● **WHAT THE TASK ASKS**
In the records below, locate the line containing "If you could pick out the foreground"; output that line and every following line through the last, exactly.

● **DATA FOR PROCESSING**
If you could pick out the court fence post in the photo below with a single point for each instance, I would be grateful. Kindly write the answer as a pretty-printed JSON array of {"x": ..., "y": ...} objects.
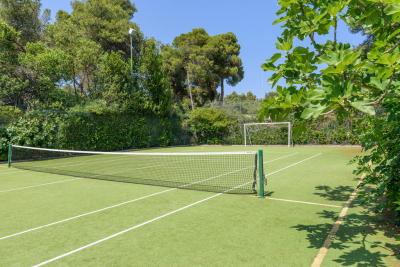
[
  {"x": 261, "y": 172},
  {"x": 9, "y": 155}
]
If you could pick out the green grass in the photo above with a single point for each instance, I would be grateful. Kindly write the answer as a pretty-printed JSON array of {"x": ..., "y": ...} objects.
[{"x": 233, "y": 230}]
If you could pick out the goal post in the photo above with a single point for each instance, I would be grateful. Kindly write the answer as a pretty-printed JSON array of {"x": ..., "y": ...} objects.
[{"x": 268, "y": 125}]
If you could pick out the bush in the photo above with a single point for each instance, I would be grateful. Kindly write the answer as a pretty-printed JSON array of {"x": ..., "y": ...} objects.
[{"x": 209, "y": 125}]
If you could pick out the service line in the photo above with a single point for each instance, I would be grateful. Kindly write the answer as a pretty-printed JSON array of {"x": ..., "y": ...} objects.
[{"x": 152, "y": 220}]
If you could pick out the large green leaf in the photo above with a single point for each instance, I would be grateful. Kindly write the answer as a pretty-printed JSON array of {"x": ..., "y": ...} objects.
[
  {"x": 280, "y": 20},
  {"x": 392, "y": 9},
  {"x": 298, "y": 131},
  {"x": 359, "y": 104}
]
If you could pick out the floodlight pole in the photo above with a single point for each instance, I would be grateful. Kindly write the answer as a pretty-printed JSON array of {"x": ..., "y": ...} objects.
[
  {"x": 262, "y": 85},
  {"x": 132, "y": 32}
]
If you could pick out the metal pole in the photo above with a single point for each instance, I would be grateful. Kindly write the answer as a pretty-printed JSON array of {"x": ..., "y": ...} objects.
[
  {"x": 132, "y": 64},
  {"x": 261, "y": 172},
  {"x": 289, "y": 136},
  {"x": 262, "y": 85},
  {"x": 245, "y": 139},
  {"x": 9, "y": 155}
]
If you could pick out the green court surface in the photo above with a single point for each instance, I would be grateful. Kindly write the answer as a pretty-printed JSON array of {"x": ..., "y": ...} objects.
[{"x": 59, "y": 220}]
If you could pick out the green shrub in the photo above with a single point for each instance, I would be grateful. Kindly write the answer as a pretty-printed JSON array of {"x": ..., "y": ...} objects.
[{"x": 209, "y": 125}]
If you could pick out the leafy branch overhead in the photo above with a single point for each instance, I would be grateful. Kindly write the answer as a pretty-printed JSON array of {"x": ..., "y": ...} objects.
[{"x": 331, "y": 77}]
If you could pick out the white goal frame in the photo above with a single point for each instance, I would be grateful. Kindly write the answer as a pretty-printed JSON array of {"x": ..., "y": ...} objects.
[{"x": 269, "y": 123}]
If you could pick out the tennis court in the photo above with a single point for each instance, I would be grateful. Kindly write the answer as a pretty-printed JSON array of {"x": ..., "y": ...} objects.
[{"x": 65, "y": 220}]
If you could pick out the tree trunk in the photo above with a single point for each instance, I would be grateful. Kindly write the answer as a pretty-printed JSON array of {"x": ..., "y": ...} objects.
[
  {"x": 215, "y": 93},
  {"x": 190, "y": 90}
]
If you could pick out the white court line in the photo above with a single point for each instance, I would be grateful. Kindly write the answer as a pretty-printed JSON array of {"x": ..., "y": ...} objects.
[
  {"x": 328, "y": 241},
  {"x": 292, "y": 165},
  {"x": 303, "y": 202},
  {"x": 40, "y": 185},
  {"x": 120, "y": 204},
  {"x": 12, "y": 172},
  {"x": 280, "y": 158},
  {"x": 155, "y": 219}
]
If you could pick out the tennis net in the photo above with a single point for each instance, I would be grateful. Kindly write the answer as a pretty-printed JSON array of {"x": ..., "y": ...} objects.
[{"x": 215, "y": 172}]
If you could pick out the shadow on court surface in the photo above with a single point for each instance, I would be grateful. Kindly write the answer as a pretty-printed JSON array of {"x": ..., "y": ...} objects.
[{"x": 363, "y": 239}]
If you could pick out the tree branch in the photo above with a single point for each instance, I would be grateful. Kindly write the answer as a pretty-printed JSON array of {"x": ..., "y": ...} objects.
[
  {"x": 393, "y": 48},
  {"x": 363, "y": 85},
  {"x": 379, "y": 100},
  {"x": 20, "y": 46},
  {"x": 384, "y": 16},
  {"x": 362, "y": 6},
  {"x": 335, "y": 42},
  {"x": 312, "y": 33}
]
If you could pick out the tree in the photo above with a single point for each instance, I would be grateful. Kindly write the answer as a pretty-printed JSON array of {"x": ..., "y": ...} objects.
[
  {"x": 350, "y": 81},
  {"x": 154, "y": 81},
  {"x": 106, "y": 22},
  {"x": 24, "y": 16},
  {"x": 30, "y": 76},
  {"x": 193, "y": 56},
  {"x": 224, "y": 52},
  {"x": 175, "y": 70},
  {"x": 243, "y": 97}
]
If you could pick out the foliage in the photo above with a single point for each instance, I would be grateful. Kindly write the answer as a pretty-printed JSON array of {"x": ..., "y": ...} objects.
[
  {"x": 210, "y": 125},
  {"x": 26, "y": 132},
  {"x": 243, "y": 97},
  {"x": 204, "y": 62},
  {"x": 331, "y": 78},
  {"x": 24, "y": 16},
  {"x": 153, "y": 79},
  {"x": 381, "y": 136}
]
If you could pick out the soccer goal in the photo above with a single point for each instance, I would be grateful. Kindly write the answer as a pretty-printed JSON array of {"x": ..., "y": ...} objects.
[{"x": 274, "y": 133}]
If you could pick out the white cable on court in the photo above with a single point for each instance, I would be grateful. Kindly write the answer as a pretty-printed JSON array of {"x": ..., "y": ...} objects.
[{"x": 152, "y": 220}]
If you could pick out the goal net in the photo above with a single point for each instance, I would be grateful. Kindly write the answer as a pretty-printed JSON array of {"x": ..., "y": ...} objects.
[{"x": 278, "y": 133}]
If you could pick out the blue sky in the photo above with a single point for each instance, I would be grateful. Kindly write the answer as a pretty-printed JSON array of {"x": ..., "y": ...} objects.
[{"x": 250, "y": 20}]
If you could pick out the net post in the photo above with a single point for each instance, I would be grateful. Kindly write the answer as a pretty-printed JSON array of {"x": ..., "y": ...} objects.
[
  {"x": 261, "y": 172},
  {"x": 245, "y": 141},
  {"x": 9, "y": 155}
]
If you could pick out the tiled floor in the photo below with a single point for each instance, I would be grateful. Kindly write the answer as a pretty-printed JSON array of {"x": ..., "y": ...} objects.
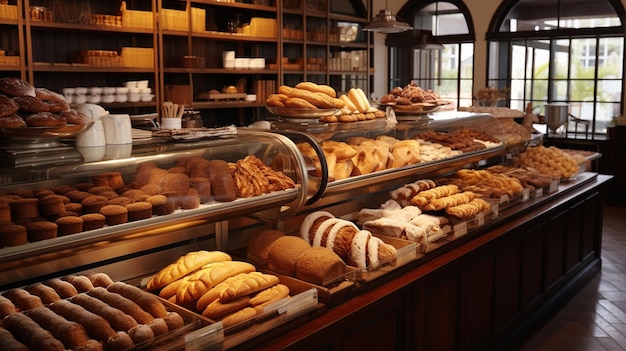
[{"x": 595, "y": 320}]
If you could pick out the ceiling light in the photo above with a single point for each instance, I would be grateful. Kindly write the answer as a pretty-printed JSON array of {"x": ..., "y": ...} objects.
[{"x": 386, "y": 22}]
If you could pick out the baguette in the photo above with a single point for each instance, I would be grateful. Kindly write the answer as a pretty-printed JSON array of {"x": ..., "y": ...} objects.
[
  {"x": 28, "y": 332},
  {"x": 145, "y": 300},
  {"x": 184, "y": 265},
  {"x": 209, "y": 276},
  {"x": 317, "y": 88},
  {"x": 218, "y": 308}
]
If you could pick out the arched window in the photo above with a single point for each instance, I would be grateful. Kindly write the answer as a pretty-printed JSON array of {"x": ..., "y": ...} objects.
[
  {"x": 448, "y": 70},
  {"x": 569, "y": 51}
]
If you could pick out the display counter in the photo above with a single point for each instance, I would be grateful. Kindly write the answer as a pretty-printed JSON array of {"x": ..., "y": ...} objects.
[{"x": 435, "y": 298}]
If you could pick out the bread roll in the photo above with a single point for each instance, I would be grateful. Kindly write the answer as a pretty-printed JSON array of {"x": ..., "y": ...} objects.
[
  {"x": 184, "y": 265},
  {"x": 121, "y": 303},
  {"x": 28, "y": 332},
  {"x": 116, "y": 318},
  {"x": 70, "y": 333},
  {"x": 145, "y": 300},
  {"x": 284, "y": 254},
  {"x": 259, "y": 245}
]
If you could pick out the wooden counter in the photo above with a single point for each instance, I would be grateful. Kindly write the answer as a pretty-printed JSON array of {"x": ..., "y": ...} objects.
[{"x": 491, "y": 289}]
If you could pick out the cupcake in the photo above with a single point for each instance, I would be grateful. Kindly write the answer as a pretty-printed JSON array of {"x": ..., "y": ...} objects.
[
  {"x": 41, "y": 230},
  {"x": 69, "y": 225},
  {"x": 5, "y": 212},
  {"x": 160, "y": 205},
  {"x": 24, "y": 208},
  {"x": 115, "y": 214},
  {"x": 92, "y": 221},
  {"x": 93, "y": 204},
  {"x": 12, "y": 234},
  {"x": 51, "y": 205},
  {"x": 139, "y": 210}
]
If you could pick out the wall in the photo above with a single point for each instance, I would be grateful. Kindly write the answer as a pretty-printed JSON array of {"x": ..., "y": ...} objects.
[{"x": 481, "y": 11}]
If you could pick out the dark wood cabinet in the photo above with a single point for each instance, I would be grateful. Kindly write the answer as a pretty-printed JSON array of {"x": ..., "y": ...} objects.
[{"x": 490, "y": 291}]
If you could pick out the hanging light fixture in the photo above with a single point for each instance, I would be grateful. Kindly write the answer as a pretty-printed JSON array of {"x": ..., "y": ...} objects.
[{"x": 386, "y": 22}]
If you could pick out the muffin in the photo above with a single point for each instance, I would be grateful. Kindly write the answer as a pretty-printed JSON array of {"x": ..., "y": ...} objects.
[
  {"x": 93, "y": 204},
  {"x": 24, "y": 208},
  {"x": 51, "y": 205},
  {"x": 139, "y": 210},
  {"x": 74, "y": 207},
  {"x": 5, "y": 212},
  {"x": 12, "y": 234},
  {"x": 97, "y": 190},
  {"x": 160, "y": 205},
  {"x": 69, "y": 225},
  {"x": 120, "y": 200},
  {"x": 115, "y": 214},
  {"x": 41, "y": 230},
  {"x": 93, "y": 221}
]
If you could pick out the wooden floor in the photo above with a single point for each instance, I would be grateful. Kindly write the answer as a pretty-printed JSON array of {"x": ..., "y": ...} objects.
[{"x": 595, "y": 319}]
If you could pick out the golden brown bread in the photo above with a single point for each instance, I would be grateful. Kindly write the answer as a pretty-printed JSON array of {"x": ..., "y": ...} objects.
[
  {"x": 184, "y": 265},
  {"x": 121, "y": 303},
  {"x": 28, "y": 332},
  {"x": 145, "y": 300},
  {"x": 207, "y": 277}
]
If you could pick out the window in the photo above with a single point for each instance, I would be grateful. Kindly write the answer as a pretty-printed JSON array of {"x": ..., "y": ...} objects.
[
  {"x": 568, "y": 51},
  {"x": 448, "y": 71}
]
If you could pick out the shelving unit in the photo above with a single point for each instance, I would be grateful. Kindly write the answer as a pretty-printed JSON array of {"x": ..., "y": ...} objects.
[{"x": 310, "y": 42}]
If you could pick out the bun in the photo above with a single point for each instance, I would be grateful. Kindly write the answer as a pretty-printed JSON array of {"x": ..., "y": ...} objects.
[
  {"x": 184, "y": 265},
  {"x": 259, "y": 245},
  {"x": 16, "y": 87},
  {"x": 31, "y": 104},
  {"x": 284, "y": 254},
  {"x": 8, "y": 106}
]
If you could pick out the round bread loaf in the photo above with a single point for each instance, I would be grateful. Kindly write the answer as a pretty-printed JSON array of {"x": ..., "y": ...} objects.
[
  {"x": 320, "y": 266},
  {"x": 284, "y": 254},
  {"x": 31, "y": 104},
  {"x": 12, "y": 86},
  {"x": 8, "y": 106},
  {"x": 259, "y": 245},
  {"x": 12, "y": 121},
  {"x": 45, "y": 119}
]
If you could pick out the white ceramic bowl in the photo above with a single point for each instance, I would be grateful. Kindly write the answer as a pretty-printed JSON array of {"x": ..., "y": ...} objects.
[{"x": 146, "y": 97}]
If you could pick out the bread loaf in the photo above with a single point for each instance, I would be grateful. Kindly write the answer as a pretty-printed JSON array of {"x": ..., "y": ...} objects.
[
  {"x": 28, "y": 332},
  {"x": 145, "y": 300},
  {"x": 209, "y": 276},
  {"x": 184, "y": 265},
  {"x": 70, "y": 333},
  {"x": 121, "y": 303}
]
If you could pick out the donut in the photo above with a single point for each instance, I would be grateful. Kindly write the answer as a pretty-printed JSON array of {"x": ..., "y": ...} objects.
[
  {"x": 12, "y": 121},
  {"x": 31, "y": 104},
  {"x": 8, "y": 106},
  {"x": 12, "y": 86},
  {"x": 45, "y": 119}
]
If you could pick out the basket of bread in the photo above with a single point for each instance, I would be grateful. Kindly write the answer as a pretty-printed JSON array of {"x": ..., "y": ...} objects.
[{"x": 27, "y": 112}]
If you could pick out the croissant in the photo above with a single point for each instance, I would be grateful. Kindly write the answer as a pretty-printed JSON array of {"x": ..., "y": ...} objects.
[{"x": 449, "y": 201}]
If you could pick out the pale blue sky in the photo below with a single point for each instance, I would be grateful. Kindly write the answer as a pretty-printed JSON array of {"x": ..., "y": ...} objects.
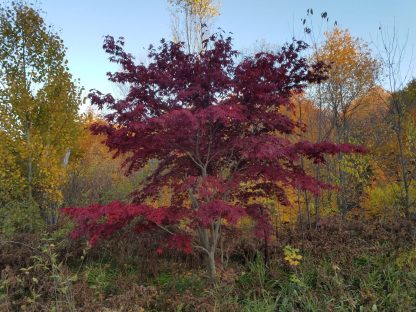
[{"x": 83, "y": 23}]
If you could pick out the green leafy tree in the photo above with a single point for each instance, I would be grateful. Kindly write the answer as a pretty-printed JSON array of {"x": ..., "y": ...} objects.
[{"x": 38, "y": 108}]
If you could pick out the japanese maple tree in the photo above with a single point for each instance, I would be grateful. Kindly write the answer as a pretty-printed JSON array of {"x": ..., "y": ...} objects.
[{"x": 214, "y": 122}]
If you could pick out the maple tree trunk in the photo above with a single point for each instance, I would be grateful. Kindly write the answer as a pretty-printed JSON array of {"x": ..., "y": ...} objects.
[{"x": 210, "y": 264}]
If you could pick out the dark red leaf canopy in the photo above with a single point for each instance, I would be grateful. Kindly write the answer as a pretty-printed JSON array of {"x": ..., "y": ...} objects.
[{"x": 214, "y": 121}]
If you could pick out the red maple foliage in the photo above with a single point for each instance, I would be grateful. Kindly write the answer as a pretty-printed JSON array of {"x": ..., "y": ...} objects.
[{"x": 215, "y": 124}]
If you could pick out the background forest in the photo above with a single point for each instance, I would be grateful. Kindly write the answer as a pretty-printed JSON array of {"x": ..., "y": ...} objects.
[{"x": 176, "y": 204}]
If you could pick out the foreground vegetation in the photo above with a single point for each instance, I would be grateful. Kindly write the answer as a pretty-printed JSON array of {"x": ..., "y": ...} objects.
[
  {"x": 346, "y": 266},
  {"x": 283, "y": 180}
]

● **RESULT FOR THIS TASK**
If you could pick out the foreground vegetation in the photo above with a single point for each instance, I would be grateful. Kindly write the answer as a pretty-printed JSON array of {"x": ..., "y": ...} objects.
[
  {"x": 346, "y": 266},
  {"x": 283, "y": 180}
]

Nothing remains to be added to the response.